What to work on: Count the lines in the items below that contain the string "head", treating uppercase and lowercase letters as distinct. Reply with the number alone.

Items drawn from a data source:
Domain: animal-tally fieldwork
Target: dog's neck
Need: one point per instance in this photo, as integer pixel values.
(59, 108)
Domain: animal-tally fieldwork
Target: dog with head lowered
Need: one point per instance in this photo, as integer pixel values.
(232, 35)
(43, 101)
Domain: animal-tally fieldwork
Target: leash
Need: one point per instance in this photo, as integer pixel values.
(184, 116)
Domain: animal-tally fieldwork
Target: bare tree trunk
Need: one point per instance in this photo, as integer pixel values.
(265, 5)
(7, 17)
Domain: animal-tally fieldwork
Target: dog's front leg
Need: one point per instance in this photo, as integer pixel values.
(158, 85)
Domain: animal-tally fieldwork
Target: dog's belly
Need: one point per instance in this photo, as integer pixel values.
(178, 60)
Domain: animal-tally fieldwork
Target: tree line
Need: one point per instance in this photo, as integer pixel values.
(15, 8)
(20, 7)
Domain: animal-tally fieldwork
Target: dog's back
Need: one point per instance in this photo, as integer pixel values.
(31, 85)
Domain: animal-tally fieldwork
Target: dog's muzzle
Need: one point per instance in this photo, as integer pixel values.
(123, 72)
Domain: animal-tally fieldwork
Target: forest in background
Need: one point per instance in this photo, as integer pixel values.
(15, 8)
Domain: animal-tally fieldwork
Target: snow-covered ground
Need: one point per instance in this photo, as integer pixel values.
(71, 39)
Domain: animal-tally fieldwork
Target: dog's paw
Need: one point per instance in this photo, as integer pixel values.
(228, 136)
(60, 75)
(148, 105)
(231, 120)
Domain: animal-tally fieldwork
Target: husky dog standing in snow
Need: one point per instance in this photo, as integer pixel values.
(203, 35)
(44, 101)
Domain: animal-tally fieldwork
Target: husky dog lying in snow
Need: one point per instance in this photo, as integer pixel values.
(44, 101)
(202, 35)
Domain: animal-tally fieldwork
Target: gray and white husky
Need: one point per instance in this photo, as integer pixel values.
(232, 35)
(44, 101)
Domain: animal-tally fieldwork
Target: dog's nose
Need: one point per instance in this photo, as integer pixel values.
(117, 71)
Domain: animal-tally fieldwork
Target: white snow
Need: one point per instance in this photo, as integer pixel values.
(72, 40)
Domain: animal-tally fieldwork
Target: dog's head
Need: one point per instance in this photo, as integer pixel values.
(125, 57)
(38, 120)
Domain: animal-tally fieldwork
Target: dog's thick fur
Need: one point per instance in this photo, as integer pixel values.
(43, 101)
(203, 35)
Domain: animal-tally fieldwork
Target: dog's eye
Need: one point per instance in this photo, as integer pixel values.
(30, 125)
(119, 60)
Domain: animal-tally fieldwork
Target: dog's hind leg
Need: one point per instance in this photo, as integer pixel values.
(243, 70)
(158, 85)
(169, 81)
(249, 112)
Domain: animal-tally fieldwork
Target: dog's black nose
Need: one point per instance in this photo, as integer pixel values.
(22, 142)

Finished task: 2